* Exercise requirements *
1. Say whether each statement agrees with the article on central bank meetings, answering yes or no and quoting the words that decide it: (a) The Reserve Bank of Australia raised interest rates today. (b) Eric Rosengren is a non-voter in 2011. (c) Charles Plosser said he personally sees a need for more monetary stimulus.
2. Continue the article on central bank meetings, starting after its last sentence.
== Page excerpt ==
The RBA kicks off a week of central bank meetings
 
Central Bank policy decisions, or lack of them in some cases, will dominate actions this week. The Reserve Bank of Australia (RBA) kicked things off today and left rates on hold. Its accompanying statement was perceived as fairly dovish and included the statement that the bank’s 'mildly restrictive stance of monetary policy remained appropriate'.

This led to a sell-off in the Aussie dollar. Australia  may have the highest rates in the G10 but if the RBA has come to the peak of its rate-hiking cycle then this could weigh on the Aussie, especially as other central banks, for example the European Central Bank, start to normalise rates.

Elsewhere, Federal Reserve speakers last night were listened to eagerly for their views on the recent downturn in the economic data in the US. Head of the Boston Fed Eric Rosengren, who is a non-voter in 2011, said that a slowdown in the pace of the US recovery could affect the timing of the Fed’s exit strategy. However, he said it was too soon to make a decisive judgement on the US economy after only one weak reading of payrolls figures. So we are back to data watching. But there are some more hawkish Fed officials than Rosengren who are voting members this year. Philly Fed president Charles Plosser reiterated his stance that he does not personally see the need for more monetary stimulus during a speech last night.
===
== Records shown ==
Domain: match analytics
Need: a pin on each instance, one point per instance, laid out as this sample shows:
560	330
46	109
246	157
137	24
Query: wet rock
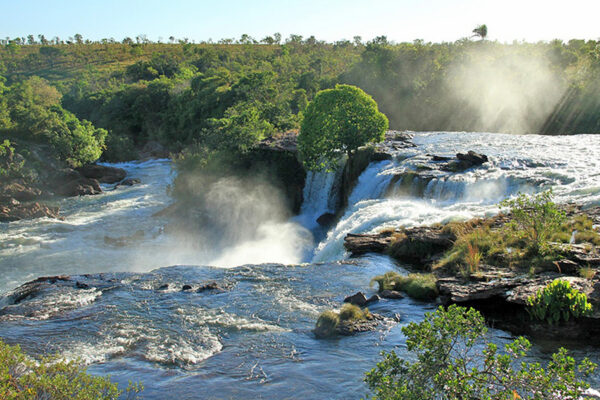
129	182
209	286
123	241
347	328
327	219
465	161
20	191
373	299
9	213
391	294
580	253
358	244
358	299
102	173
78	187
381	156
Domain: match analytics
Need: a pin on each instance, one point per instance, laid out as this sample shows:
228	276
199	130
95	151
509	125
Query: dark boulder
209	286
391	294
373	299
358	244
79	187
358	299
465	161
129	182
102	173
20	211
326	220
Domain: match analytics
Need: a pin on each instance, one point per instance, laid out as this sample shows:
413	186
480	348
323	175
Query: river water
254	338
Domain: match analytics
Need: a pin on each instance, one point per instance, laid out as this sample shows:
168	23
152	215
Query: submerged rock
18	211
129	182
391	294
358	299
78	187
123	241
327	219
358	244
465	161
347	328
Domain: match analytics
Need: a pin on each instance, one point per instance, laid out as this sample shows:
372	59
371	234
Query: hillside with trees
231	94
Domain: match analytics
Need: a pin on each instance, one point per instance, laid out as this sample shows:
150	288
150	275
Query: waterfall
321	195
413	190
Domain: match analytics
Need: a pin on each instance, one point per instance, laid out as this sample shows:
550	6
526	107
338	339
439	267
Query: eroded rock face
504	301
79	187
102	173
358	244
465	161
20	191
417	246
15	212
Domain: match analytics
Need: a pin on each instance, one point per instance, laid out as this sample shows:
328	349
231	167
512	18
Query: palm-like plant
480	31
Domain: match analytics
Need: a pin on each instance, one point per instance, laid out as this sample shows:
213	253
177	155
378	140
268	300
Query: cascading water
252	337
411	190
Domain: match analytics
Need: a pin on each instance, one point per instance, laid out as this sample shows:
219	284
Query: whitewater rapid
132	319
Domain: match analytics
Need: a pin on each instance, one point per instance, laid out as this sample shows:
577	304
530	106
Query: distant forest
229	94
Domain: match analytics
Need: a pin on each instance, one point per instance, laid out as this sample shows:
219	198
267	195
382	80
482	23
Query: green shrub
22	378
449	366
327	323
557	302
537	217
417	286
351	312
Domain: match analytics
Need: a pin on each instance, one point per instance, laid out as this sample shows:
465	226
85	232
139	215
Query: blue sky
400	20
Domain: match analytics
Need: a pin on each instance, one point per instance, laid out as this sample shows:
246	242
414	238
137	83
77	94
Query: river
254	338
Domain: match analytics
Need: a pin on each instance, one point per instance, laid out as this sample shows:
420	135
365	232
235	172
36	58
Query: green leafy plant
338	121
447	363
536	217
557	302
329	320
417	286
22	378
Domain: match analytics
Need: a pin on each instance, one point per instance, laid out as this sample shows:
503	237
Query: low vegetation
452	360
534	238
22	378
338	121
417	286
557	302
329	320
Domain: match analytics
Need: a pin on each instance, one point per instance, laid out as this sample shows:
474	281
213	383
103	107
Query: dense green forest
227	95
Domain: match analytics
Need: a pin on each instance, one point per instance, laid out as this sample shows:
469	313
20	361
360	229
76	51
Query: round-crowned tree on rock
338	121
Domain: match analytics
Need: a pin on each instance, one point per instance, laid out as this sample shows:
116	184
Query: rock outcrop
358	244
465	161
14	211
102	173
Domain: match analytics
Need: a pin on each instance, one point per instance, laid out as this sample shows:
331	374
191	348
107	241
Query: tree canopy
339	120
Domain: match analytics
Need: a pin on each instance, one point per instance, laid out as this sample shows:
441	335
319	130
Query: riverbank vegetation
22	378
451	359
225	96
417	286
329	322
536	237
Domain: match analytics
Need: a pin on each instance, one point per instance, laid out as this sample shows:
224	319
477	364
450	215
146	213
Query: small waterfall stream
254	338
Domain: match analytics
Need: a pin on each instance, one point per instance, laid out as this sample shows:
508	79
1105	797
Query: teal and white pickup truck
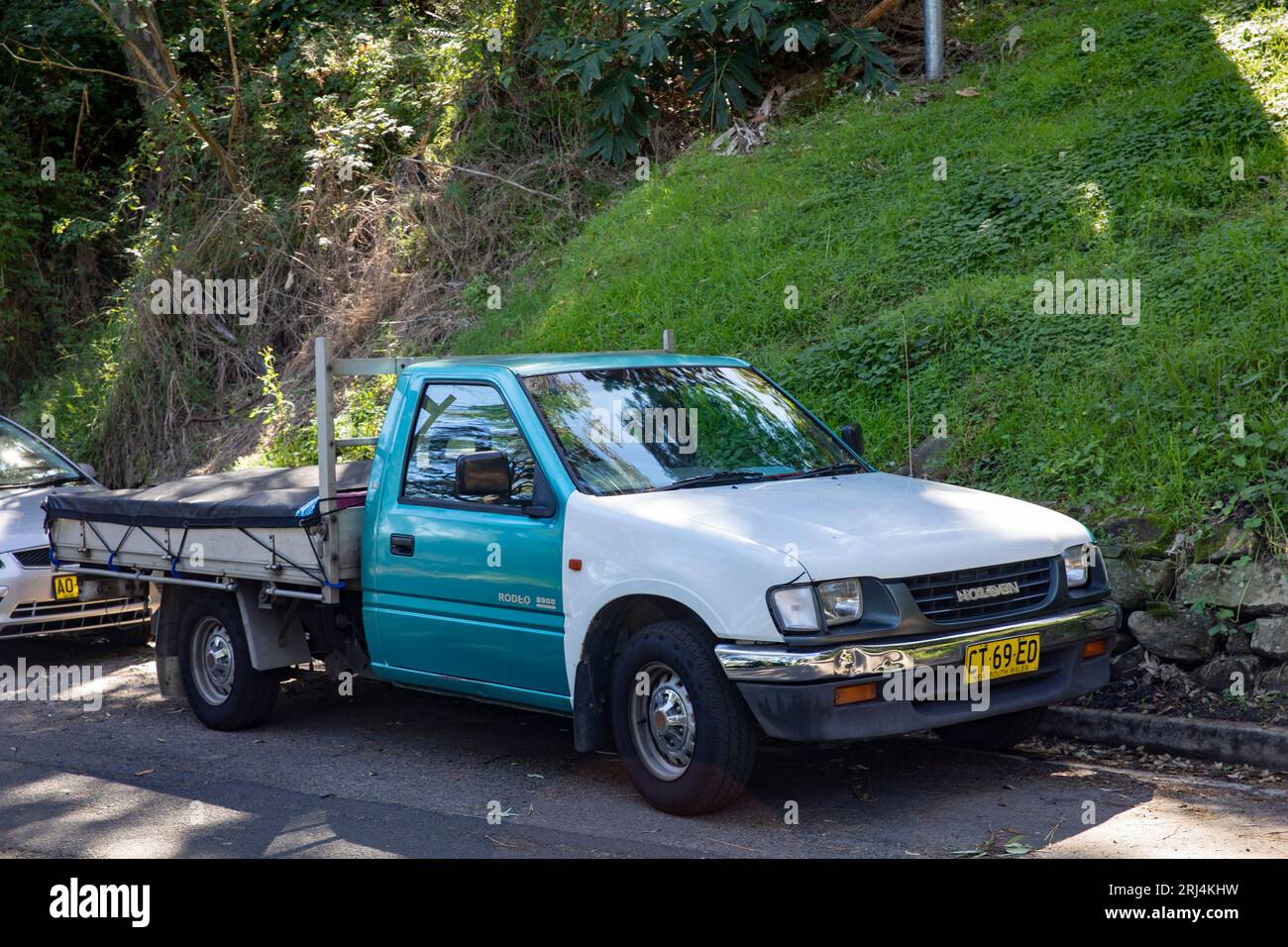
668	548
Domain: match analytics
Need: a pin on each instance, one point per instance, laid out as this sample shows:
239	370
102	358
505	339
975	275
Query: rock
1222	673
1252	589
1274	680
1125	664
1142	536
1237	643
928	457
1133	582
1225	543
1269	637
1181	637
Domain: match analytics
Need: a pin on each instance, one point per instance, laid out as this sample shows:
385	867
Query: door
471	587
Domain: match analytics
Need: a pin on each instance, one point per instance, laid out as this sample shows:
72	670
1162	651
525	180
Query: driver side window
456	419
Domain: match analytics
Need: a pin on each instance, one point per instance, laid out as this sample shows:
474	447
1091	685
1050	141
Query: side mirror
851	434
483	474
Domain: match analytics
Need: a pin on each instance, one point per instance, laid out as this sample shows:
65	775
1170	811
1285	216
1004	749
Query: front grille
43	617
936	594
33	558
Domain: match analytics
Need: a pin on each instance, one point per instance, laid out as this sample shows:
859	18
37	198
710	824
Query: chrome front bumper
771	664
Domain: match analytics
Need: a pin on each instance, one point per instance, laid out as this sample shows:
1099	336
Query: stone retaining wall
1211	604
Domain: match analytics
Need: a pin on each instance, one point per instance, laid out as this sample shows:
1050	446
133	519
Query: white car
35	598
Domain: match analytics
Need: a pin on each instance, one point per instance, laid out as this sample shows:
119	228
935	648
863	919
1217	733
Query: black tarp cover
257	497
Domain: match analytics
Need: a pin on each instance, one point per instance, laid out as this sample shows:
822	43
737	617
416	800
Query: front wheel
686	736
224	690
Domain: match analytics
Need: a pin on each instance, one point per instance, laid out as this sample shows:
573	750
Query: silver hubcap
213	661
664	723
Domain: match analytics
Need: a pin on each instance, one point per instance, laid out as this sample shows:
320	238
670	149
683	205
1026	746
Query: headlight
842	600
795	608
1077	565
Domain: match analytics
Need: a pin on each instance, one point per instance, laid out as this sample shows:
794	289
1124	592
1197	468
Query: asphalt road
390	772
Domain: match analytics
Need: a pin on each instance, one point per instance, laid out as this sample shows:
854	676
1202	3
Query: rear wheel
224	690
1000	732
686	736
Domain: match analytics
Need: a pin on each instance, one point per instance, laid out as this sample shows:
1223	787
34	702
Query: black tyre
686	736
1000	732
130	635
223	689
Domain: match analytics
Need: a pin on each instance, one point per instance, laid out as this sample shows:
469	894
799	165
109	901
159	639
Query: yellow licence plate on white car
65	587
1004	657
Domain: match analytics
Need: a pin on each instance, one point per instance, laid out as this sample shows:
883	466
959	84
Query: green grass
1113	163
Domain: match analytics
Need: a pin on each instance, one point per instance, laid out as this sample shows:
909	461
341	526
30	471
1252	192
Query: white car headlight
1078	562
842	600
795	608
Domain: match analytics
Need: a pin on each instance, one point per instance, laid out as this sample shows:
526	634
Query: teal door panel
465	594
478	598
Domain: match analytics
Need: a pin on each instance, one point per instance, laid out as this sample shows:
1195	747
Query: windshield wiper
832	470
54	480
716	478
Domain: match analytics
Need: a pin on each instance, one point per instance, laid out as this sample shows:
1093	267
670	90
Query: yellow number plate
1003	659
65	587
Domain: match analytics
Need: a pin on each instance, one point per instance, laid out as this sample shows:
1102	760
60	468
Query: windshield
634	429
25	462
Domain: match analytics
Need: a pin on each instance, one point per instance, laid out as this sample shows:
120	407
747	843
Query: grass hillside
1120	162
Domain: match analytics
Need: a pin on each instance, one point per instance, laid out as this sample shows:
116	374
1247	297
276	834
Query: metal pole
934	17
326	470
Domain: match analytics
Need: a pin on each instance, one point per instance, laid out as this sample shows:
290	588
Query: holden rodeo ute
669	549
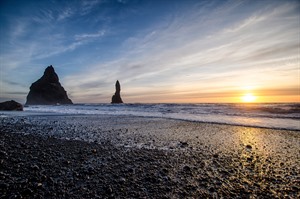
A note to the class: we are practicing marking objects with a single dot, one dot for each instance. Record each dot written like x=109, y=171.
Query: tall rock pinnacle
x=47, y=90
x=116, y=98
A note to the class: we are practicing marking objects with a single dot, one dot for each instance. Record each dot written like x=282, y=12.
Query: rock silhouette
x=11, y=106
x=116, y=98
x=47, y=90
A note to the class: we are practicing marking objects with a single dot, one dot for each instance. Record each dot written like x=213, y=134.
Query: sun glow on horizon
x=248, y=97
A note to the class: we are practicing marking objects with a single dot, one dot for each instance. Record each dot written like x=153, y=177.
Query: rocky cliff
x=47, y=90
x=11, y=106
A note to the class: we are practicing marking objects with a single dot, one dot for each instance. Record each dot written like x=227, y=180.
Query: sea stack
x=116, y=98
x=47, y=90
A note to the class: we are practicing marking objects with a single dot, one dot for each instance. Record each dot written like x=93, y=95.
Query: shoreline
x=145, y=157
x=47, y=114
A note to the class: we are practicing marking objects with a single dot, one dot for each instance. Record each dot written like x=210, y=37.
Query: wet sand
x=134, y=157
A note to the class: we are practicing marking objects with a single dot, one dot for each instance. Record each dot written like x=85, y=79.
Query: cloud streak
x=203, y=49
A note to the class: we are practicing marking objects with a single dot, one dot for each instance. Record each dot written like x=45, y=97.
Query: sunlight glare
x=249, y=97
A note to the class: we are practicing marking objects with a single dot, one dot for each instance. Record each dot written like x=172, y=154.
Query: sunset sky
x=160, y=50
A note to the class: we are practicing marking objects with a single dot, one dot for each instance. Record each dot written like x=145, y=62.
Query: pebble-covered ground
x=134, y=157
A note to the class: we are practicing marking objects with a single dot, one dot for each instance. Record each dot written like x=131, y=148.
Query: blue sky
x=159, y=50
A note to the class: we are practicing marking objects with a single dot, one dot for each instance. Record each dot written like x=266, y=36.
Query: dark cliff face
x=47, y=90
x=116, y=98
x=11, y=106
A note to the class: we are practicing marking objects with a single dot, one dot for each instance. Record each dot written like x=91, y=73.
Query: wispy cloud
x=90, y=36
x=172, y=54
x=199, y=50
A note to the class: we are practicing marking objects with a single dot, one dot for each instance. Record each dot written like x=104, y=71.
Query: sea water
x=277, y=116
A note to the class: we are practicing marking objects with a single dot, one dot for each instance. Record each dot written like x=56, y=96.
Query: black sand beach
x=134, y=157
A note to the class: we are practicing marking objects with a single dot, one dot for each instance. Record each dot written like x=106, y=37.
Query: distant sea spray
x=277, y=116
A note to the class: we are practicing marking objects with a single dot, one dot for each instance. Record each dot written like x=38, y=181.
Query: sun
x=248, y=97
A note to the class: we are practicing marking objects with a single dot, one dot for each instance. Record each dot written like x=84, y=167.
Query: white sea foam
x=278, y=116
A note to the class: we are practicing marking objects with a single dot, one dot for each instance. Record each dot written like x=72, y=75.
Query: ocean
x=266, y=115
===
* Answers for this exercise *
1.
(a) No: "left rates on hold"
(b) Yes: "who is a non-voter in 2011"
(c) No: "he does not personally see the need for more monetary stimulus"

2.
However, the main event will be Fed president Ben Bernanke who is talking at 2045 BST this evening. His view is arguably the most important on the Committee and in the past he has expressed a fairly dovish stance on policy. Bernanke is talking on the economic outlook, if he sounds particularly concerned about the economy, especially the unemployment rate, then we could see bond yields drop and the dollar fall like a stone, crushing any hopes for a rebound in the greenback. On the other hand, if Bernanke sounds more relaxed about the data then the dollar may find some support after coming under pressure today. On balance we think the head of the Fed will sound a note of caution but that he will follow Rosengren and say it is too early to postulate on the likelihood of more monetary stimulus.

Risk is staging a bit of a recovery this morning and European equity indices have opened higher. This may be due to expectations of a dovish Bernanke holding open the door to further monetary stimulus, which stocks and commodities in particular reacted so well to during QE2. So a less dovish Bernanke may weigh on risky assets during the Asian session.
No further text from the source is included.